TASK TO COMPLETE: Could the lines from the one with "Reviewer note: check that each instance of the green" through the end of the listing be restated exactly, with nothing else included?

[Point annotation dataset records]
###
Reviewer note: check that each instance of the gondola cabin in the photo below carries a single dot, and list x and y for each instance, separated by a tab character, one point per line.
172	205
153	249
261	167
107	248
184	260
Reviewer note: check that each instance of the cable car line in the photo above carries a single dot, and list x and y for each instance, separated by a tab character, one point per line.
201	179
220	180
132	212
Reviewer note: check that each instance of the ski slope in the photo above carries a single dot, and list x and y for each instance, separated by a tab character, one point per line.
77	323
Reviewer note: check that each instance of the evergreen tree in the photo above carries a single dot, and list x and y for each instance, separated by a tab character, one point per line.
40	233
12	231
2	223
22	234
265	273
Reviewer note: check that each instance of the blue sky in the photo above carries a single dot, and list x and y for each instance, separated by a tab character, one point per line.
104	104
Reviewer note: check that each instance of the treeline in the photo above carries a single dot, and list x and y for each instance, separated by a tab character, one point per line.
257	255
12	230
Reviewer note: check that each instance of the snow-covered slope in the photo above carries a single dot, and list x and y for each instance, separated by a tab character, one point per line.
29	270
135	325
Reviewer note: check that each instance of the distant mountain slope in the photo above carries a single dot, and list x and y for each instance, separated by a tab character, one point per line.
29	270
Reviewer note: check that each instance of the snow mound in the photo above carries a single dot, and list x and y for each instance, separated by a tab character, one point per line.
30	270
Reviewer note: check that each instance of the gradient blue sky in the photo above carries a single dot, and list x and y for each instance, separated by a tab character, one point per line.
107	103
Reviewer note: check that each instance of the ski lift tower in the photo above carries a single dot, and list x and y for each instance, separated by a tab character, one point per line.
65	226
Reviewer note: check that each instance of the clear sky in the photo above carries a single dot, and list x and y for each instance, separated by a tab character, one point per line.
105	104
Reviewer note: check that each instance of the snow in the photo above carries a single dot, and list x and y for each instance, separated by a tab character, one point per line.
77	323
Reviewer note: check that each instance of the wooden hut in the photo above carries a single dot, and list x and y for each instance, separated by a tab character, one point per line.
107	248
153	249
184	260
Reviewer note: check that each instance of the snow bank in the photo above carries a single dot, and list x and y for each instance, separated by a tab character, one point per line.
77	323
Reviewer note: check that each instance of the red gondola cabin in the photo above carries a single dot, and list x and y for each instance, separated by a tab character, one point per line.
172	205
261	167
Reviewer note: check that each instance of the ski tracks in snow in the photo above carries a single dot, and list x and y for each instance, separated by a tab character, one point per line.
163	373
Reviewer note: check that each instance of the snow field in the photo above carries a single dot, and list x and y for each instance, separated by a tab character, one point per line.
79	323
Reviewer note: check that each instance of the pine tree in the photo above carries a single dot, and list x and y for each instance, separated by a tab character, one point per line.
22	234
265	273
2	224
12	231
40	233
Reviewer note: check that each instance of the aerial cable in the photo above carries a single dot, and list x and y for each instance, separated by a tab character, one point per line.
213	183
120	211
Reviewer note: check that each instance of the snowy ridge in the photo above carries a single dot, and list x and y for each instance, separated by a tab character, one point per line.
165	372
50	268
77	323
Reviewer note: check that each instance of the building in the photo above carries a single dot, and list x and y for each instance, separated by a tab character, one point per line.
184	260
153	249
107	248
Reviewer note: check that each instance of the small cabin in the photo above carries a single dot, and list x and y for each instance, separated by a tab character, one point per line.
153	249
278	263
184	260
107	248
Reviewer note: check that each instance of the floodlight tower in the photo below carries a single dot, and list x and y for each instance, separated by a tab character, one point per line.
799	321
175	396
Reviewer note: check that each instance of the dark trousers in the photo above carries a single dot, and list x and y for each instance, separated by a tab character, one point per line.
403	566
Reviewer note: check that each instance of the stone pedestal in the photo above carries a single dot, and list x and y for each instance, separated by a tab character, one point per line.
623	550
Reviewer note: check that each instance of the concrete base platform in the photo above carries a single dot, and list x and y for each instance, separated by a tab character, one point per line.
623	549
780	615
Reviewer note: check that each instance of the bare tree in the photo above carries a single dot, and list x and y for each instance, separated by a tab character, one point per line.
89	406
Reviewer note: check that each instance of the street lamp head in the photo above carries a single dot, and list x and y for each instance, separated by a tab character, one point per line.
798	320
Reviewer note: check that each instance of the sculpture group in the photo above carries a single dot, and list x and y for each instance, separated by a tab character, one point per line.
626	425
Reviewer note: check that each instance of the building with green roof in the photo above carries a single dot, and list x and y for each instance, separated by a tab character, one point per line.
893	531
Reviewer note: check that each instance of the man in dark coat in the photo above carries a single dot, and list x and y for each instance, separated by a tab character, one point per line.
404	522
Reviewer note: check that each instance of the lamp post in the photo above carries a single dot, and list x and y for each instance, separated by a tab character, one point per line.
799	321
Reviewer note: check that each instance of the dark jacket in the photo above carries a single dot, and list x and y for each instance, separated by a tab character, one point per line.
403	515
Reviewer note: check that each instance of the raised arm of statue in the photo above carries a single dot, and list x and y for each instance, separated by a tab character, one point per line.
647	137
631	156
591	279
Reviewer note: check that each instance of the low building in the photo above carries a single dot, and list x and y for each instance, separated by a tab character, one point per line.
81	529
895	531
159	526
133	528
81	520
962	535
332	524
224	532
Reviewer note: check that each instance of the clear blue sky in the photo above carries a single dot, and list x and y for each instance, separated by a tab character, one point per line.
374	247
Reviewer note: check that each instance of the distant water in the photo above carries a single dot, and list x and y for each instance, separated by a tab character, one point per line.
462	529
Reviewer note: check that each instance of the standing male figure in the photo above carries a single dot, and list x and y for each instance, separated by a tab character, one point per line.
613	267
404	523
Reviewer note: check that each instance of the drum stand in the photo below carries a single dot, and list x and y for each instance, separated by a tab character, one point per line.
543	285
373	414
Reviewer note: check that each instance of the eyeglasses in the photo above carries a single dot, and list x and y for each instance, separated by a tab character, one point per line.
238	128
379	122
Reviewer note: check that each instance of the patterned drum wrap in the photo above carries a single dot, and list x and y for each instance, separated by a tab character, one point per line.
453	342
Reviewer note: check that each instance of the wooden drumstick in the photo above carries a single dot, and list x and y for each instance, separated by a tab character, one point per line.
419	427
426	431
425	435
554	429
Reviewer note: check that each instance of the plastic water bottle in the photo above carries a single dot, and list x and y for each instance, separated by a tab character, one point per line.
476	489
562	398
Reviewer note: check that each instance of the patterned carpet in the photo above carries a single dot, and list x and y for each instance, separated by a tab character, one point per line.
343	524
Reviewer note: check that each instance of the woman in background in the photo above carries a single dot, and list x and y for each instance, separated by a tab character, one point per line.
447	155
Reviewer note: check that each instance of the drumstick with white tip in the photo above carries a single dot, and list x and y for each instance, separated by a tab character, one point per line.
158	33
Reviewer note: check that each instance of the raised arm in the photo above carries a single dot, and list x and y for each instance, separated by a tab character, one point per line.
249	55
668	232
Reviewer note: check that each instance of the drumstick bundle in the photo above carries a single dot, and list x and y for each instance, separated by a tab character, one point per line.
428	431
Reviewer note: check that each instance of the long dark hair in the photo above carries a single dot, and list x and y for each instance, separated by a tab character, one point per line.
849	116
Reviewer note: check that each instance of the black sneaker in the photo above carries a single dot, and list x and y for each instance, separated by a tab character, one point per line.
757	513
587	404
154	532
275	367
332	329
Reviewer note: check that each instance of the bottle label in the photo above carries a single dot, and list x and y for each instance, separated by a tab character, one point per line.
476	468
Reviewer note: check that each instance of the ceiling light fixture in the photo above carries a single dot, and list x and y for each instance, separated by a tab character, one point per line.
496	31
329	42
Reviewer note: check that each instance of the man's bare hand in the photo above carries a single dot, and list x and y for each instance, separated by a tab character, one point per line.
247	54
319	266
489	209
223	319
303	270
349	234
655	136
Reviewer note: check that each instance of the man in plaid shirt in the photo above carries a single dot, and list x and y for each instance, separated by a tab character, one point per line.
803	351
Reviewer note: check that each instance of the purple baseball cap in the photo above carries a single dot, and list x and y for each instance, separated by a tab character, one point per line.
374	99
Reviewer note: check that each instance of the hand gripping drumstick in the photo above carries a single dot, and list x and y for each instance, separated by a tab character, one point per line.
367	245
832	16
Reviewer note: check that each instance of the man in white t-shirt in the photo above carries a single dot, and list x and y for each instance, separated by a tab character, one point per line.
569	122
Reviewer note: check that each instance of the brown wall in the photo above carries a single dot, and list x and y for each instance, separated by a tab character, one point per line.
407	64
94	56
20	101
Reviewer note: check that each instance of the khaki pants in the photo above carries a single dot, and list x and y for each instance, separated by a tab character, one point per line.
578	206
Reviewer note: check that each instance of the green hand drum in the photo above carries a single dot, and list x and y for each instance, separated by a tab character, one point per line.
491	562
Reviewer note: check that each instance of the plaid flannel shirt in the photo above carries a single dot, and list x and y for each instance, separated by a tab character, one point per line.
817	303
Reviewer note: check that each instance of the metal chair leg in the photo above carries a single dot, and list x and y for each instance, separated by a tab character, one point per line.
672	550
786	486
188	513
###
WRITTEN ANSWER:
Reviewer note: check that each instance of the green hand drum in the photo above carries a single dot, and list x and y for each instance, separated by a tab character, one point per line.
491	562
Reviewer note: check that each instance of the plaid flannel shirt in the photo above carries a single dot, and list x and y for each instance, separated by a tab character, one point per line.
817	303
Reviewer note: check that each instance of the metal chair leg in the photo above carries a single dot, and list x and y for each instance, separated by a tab character, one point per line.
672	550
786	486
188	513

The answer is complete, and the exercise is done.